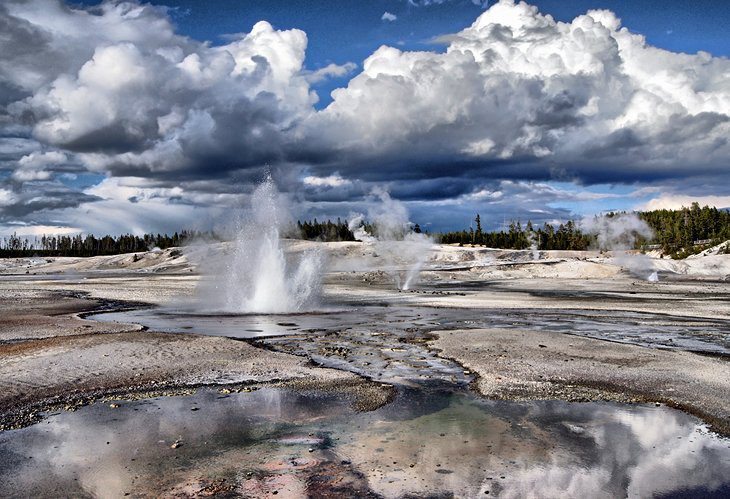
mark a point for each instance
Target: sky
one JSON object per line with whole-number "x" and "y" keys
{"x": 123, "y": 117}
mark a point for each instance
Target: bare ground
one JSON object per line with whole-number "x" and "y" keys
{"x": 533, "y": 365}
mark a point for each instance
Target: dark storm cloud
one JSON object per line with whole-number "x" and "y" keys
{"x": 516, "y": 96}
·····
▸ **Task prompt**: Reproduce all of the data above verbatim, omitting the pictures.

▸ **Completed task**:
mark a point for each instance
Target: sky
one JSON object per line with whole-number "x" and "y" keys
{"x": 123, "y": 117}
mark a point for each instance
Target: bare ground
one JSON object per line with whole-number "x" and "y" keys
{"x": 533, "y": 365}
mark a point for each instance
Target: dark storm cloud
one JSON object per line with whole-number "x" and "y" keys
{"x": 516, "y": 96}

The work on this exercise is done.